→ **Dettagli attività**
Riporta il tratto del brano da "A ottobre dello" fino a "un Commissario straordinario." incluso, sostituendo "controsoffitto" con "solaio".

→ **Brano**
----------------

Il 2022 si apre con l’aumento vertiginoso dei prezzi delle materie prime e dell’energia causato dalla guerra in Ucraina, che genera un’ulteriore deviazione nell’iter in corso, imponendo la proroga dei termini per l’aggiudicazione dei lavori (inizialmente prevista a giugno 2022), e la riapertura del dialogo competitivo.
A ottobre dello stesso anno cede un controsoffitto dell’area di attesa dei pazienti davanti ai laboratori delle Molinette. Fortunatamente il cedimento avviene nella notte e non ci sono feriti. A dicembre un nuovo crollo. L’inadeguatezza degli spazi del vecchio ospedale è ormai evidente. I ritardi, le incertezze sulle reali possibilità di concludere il dialogo competitivo spingono gli attori politici a riesaminare nuovamente il processo di attuazione: a inizio 2023 la Regione chiede al Governo la nomina di un Commissario straordinario.

----------------

→ **Dati di origine**
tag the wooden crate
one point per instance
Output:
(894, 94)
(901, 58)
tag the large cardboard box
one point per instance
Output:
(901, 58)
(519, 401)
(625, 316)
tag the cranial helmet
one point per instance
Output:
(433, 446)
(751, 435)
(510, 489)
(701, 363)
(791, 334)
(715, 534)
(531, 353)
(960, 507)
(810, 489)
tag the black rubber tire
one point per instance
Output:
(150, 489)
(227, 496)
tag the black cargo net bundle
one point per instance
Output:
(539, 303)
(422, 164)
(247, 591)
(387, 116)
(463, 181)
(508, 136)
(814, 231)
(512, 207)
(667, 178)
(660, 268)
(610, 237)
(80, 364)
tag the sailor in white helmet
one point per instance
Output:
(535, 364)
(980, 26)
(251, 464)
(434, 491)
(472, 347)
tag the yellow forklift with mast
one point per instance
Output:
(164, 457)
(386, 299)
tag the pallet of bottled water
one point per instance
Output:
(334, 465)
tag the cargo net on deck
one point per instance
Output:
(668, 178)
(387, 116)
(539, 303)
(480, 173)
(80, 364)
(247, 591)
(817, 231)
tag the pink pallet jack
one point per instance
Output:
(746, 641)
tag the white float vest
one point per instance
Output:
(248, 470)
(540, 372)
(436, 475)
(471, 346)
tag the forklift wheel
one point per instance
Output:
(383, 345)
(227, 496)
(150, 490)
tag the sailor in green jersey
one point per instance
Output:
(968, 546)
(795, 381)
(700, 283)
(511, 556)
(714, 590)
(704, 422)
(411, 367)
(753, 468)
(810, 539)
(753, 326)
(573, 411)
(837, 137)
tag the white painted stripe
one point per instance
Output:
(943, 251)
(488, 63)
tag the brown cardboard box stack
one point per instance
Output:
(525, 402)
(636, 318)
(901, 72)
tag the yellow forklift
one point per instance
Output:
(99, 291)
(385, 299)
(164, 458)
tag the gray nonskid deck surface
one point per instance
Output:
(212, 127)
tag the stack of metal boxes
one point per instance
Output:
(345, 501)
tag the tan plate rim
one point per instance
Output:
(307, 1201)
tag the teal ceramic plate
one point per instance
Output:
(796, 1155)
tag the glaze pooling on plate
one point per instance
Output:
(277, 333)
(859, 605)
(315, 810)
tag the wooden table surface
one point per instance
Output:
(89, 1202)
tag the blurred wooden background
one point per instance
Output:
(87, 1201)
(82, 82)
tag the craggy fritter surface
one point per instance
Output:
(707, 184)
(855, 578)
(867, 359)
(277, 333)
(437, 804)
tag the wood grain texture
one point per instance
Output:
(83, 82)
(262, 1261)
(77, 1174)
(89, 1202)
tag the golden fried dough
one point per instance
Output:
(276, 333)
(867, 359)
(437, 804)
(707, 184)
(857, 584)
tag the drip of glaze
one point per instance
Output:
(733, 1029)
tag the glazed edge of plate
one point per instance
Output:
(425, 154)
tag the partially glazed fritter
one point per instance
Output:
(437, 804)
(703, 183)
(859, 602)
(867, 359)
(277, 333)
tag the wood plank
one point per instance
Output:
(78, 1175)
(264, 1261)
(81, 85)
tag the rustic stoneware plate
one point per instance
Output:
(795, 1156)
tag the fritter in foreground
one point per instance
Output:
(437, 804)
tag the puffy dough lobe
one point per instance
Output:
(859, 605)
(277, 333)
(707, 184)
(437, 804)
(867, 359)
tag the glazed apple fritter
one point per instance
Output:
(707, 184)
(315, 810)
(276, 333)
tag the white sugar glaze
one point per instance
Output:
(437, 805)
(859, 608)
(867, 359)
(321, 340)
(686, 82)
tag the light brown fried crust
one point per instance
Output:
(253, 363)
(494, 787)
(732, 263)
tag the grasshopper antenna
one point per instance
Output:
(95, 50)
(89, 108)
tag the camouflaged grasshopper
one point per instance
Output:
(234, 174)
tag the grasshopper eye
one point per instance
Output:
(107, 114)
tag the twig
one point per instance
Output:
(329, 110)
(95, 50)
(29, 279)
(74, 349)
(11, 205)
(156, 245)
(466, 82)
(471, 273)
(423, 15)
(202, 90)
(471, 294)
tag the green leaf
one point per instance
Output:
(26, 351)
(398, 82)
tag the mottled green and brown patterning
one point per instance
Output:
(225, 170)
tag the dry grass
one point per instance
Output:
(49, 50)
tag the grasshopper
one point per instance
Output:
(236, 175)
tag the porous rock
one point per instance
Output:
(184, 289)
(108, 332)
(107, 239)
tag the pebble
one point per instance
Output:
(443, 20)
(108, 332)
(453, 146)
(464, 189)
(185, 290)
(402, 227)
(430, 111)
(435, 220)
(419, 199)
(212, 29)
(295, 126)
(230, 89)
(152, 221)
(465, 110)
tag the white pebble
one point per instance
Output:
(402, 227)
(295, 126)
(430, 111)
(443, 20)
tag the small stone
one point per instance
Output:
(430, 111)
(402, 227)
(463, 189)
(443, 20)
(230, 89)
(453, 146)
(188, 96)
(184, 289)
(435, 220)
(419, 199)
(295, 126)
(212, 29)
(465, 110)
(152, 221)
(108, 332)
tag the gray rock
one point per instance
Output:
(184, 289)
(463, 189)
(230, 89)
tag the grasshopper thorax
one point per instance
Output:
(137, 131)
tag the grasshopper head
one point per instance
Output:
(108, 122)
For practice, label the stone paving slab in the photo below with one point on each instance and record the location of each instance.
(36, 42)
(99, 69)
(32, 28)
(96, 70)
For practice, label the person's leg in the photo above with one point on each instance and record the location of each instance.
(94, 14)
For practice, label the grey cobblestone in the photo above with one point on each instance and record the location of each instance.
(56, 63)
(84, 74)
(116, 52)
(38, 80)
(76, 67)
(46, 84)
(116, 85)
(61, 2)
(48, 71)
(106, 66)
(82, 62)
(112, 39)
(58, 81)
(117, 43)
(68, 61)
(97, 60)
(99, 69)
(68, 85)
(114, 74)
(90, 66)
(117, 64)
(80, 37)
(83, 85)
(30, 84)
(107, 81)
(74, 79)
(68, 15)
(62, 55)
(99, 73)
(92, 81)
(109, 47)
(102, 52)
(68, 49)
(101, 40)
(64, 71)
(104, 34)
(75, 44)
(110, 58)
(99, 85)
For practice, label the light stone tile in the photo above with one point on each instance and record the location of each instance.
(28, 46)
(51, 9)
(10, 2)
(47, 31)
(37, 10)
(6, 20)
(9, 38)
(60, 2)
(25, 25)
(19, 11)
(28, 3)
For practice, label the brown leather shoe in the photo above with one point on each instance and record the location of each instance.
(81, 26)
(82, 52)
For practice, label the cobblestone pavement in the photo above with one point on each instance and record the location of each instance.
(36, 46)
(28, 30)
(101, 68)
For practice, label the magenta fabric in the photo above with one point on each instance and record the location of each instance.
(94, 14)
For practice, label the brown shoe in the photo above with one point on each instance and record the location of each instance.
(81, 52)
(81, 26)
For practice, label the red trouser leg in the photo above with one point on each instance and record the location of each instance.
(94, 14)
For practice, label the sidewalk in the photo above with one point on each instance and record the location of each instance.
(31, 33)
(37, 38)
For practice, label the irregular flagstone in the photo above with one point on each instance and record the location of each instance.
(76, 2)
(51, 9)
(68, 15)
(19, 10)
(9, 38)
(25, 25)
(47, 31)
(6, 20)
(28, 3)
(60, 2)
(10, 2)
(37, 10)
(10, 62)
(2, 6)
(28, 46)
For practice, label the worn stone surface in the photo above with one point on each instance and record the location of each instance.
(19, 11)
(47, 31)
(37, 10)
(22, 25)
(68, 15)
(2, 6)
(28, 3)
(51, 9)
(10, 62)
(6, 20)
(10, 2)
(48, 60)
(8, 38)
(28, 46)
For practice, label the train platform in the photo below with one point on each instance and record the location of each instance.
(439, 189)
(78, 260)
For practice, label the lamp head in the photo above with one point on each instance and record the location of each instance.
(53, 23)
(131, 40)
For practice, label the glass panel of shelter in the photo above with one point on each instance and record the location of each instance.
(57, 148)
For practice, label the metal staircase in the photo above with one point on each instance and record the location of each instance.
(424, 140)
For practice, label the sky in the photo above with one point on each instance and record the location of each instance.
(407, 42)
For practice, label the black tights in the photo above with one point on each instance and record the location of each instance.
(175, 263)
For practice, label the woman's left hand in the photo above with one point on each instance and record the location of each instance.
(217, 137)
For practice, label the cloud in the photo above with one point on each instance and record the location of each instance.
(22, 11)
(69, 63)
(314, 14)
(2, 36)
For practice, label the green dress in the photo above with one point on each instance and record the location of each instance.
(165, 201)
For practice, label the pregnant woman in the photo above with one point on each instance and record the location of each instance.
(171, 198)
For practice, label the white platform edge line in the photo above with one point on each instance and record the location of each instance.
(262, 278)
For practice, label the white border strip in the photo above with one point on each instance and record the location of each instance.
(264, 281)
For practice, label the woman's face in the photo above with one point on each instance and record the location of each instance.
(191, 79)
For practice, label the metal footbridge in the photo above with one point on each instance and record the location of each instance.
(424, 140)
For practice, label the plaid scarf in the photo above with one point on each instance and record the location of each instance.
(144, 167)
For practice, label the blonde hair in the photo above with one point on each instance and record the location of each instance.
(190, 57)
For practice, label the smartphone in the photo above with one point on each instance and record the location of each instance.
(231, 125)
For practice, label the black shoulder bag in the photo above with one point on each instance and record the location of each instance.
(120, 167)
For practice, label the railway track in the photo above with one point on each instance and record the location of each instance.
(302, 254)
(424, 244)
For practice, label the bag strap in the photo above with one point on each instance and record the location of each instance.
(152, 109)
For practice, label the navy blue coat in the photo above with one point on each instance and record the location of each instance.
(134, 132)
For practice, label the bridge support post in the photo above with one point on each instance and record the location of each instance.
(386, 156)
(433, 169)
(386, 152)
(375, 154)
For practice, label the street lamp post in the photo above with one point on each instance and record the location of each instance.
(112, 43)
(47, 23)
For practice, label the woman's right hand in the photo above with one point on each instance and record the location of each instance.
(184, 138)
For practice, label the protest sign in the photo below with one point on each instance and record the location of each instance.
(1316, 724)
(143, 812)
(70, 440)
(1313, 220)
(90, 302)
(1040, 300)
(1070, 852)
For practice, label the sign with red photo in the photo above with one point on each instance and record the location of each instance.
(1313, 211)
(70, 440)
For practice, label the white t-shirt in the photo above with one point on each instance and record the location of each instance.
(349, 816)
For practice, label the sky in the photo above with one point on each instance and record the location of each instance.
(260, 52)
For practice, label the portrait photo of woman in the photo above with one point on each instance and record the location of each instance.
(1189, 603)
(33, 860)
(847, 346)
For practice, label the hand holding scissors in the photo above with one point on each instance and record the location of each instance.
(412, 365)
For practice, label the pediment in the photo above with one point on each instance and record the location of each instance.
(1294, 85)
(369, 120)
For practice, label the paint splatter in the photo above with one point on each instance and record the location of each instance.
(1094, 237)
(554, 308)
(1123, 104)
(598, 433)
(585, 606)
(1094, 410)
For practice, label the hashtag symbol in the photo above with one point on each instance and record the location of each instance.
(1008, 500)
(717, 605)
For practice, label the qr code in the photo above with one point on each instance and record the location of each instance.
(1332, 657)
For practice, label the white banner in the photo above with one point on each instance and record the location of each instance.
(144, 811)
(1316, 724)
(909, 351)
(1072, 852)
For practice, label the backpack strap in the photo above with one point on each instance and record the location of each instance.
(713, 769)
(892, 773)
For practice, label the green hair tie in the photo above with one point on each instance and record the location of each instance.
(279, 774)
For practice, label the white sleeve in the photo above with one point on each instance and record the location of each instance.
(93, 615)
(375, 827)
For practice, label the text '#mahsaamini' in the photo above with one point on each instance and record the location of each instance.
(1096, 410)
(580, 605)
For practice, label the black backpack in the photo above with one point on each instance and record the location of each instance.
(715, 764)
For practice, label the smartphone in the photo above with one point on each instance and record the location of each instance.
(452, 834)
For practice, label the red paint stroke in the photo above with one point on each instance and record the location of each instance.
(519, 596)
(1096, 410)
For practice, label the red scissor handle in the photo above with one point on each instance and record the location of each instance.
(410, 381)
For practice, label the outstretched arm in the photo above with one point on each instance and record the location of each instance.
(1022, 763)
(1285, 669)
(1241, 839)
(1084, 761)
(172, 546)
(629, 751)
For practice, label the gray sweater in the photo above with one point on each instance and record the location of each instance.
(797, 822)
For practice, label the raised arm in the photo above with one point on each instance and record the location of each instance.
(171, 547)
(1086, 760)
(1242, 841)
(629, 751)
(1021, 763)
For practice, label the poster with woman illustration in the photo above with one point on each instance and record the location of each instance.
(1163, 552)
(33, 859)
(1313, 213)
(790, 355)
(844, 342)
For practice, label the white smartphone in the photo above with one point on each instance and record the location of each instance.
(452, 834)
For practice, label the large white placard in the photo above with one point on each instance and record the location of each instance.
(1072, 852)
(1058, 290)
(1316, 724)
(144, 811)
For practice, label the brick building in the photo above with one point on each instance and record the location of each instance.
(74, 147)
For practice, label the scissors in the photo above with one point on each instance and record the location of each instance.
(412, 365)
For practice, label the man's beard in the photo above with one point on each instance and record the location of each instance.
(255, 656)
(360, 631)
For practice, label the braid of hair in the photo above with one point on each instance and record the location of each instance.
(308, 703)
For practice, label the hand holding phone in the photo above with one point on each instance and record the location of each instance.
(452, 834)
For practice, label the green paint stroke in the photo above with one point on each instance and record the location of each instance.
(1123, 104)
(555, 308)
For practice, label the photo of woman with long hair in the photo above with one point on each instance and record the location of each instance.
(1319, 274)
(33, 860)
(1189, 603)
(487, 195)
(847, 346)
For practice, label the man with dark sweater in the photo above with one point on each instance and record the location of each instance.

----------------

→ **Esito attività**
A ottobre dello stesso anno cede un solaio dell’area di attesa dei pazienti davanti ai laboratori delle Molinette. Fortunatamente il cedimento avviene nella notte e non ci sono feriti. A dicembre un nuovo crollo. L’inadeguatezza degli spazi del vecchio ospedale è ormai evidente. I ritardi, le incertezze sulle reali possibilità di concludere il dialogo competitivo spingono gli attori politici a riesaminare nuovamente il processo di attuazione: a inizio 2023 la Regione chiede al Governo la nomina di un Commissario straordinario.